## Provided data
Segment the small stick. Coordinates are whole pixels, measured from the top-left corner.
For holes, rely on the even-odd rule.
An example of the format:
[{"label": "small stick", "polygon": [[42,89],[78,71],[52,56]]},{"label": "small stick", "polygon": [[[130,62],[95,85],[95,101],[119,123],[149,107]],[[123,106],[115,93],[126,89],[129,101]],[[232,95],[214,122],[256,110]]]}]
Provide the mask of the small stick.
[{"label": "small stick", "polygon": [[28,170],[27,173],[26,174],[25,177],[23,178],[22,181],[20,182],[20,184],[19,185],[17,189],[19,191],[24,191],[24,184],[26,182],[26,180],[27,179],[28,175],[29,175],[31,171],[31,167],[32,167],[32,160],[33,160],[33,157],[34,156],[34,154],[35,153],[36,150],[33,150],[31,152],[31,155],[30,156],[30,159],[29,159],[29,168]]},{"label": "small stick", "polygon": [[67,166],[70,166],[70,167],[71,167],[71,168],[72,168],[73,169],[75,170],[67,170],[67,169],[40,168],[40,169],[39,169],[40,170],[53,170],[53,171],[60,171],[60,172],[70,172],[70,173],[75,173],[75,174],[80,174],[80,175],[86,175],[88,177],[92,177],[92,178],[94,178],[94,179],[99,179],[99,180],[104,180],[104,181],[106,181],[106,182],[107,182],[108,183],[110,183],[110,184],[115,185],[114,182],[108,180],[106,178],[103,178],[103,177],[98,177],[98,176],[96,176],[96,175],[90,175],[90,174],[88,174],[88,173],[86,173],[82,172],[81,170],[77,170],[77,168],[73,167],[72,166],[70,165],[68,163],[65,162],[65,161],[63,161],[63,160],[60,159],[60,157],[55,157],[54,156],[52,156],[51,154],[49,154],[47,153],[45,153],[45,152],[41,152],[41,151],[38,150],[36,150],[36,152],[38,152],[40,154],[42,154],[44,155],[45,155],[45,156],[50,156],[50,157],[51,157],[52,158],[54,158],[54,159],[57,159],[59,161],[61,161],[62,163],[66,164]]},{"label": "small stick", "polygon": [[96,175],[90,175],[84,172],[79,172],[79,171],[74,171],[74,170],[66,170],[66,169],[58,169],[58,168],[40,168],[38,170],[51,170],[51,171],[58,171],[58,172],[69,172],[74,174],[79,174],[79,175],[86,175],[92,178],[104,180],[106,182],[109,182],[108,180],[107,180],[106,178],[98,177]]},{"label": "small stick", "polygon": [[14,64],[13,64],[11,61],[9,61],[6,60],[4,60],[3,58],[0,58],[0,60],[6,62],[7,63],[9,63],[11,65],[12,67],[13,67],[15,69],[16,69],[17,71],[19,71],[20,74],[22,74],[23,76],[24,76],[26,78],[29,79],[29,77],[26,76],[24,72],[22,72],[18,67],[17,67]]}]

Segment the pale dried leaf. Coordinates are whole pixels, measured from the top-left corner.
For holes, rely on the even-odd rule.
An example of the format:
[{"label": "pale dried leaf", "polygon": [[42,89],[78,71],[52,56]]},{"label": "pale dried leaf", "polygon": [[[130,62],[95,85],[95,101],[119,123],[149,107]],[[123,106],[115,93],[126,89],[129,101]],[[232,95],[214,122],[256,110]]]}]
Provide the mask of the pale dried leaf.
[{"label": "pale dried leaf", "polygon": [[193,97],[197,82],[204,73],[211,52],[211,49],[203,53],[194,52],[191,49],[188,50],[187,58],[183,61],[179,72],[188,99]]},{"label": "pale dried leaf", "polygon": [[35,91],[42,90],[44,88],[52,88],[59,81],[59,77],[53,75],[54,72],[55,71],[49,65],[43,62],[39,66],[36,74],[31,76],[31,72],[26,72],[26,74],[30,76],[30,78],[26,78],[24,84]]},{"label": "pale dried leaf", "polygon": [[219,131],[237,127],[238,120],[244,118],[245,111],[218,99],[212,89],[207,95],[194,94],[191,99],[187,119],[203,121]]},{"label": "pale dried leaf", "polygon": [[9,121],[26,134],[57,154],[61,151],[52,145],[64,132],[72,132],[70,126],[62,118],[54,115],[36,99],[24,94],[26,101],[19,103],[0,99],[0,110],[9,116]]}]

## Directive
Rewrite the records above, replacing "even-odd rule" with "nonzero winding rule" everywhere it appears and leaving everything else untouched.

## Task response
Segment the small stick. Coordinates are whole pixels, measured from the top-left corner.
For holes, rely on the nonzero winding rule.
An example of the format:
[{"label": "small stick", "polygon": [[42,89],[78,71],[52,56]]},{"label": "small stick", "polygon": [[[130,62],[95,85],[95,101],[119,123],[149,107]],[[123,106],[115,93],[126,89],[129,101]],[[232,95],[214,122],[256,110]]]}]
Provide the mask of the small stick.
[{"label": "small stick", "polygon": [[28,170],[27,173],[26,174],[25,177],[23,178],[22,181],[20,182],[20,184],[19,185],[17,189],[19,191],[24,191],[24,184],[26,182],[26,180],[27,179],[28,175],[29,175],[31,171],[31,167],[32,167],[32,160],[33,160],[33,157],[34,156],[34,154],[35,153],[36,150],[33,150],[31,152],[31,155],[30,156],[30,159],[29,159],[29,168]]},{"label": "small stick", "polygon": [[67,166],[70,166],[70,167],[71,167],[71,168],[72,168],[73,169],[75,170],[67,170],[67,169],[40,168],[40,169],[39,169],[40,170],[53,170],[53,171],[60,171],[60,172],[70,172],[70,173],[75,173],[75,174],[80,174],[80,175],[86,175],[88,177],[92,177],[92,178],[94,178],[94,179],[99,179],[99,180],[104,180],[104,181],[106,181],[106,182],[107,182],[108,183],[110,183],[110,184],[115,185],[114,182],[108,180],[106,178],[103,178],[103,177],[98,177],[98,176],[96,176],[96,175],[90,175],[90,174],[88,174],[88,173],[86,173],[82,172],[81,170],[77,170],[77,168],[73,167],[72,166],[70,165],[68,163],[65,162],[65,161],[63,161],[63,160],[60,159],[60,157],[55,157],[54,156],[52,156],[51,154],[49,154],[47,153],[45,153],[45,152],[41,152],[41,151],[38,150],[36,150],[36,152],[38,152],[40,154],[42,154],[44,155],[45,155],[45,156],[50,156],[50,157],[51,157],[52,158],[54,158],[54,159],[57,159],[59,161],[61,161],[62,163],[66,164]]},{"label": "small stick", "polygon": [[96,175],[90,175],[84,172],[79,172],[79,171],[74,171],[74,170],[66,170],[66,169],[58,169],[58,168],[40,168],[38,170],[51,170],[51,171],[58,171],[58,172],[69,172],[74,174],[79,174],[79,175],[86,175],[92,178],[104,180],[106,182],[109,182],[108,180],[107,180],[106,178],[98,177]]},{"label": "small stick", "polygon": [[14,64],[13,64],[11,61],[9,61],[6,60],[4,60],[3,58],[0,58],[0,60],[6,62],[7,63],[9,63],[11,65],[12,67],[13,67],[15,69],[16,69],[17,71],[19,71],[20,74],[22,74],[23,76],[24,76],[26,78],[29,79],[29,77],[26,76],[24,72],[22,72],[18,67],[17,67]]}]

Segment the pale dried leaf. Coordinates are whole pixels, measured from the top-left corner.
For holes, rely on the nonzero winding rule.
An example of the format:
[{"label": "pale dried leaf", "polygon": [[42,89],[78,71],[52,56]]},{"label": "pale dried leaf", "polygon": [[[130,62],[95,85],[95,101],[119,123],[149,107]],[[123,106],[115,93],[126,89],[129,101]],[[232,95],[214,122],[256,110]]]}]
Provide the mask of the pale dried leaf.
[{"label": "pale dried leaf", "polygon": [[193,97],[197,82],[204,73],[211,52],[211,49],[203,53],[194,52],[191,49],[188,50],[187,58],[183,61],[179,72],[188,99]]},{"label": "pale dried leaf", "polygon": [[35,91],[42,90],[44,88],[52,88],[59,81],[59,77],[53,75],[54,72],[55,71],[49,65],[43,62],[39,66],[36,74],[31,76],[31,72],[26,72],[26,74],[30,76],[30,78],[26,78],[24,84]]},{"label": "pale dried leaf", "polygon": [[219,131],[237,127],[238,120],[244,118],[245,111],[218,99],[212,89],[207,95],[194,94],[191,99],[187,119],[203,121]]},{"label": "pale dried leaf", "polygon": [[9,121],[26,134],[57,154],[61,151],[52,145],[64,132],[72,132],[70,126],[62,118],[54,115],[36,99],[24,94],[26,101],[19,103],[0,99],[0,110],[9,116]]}]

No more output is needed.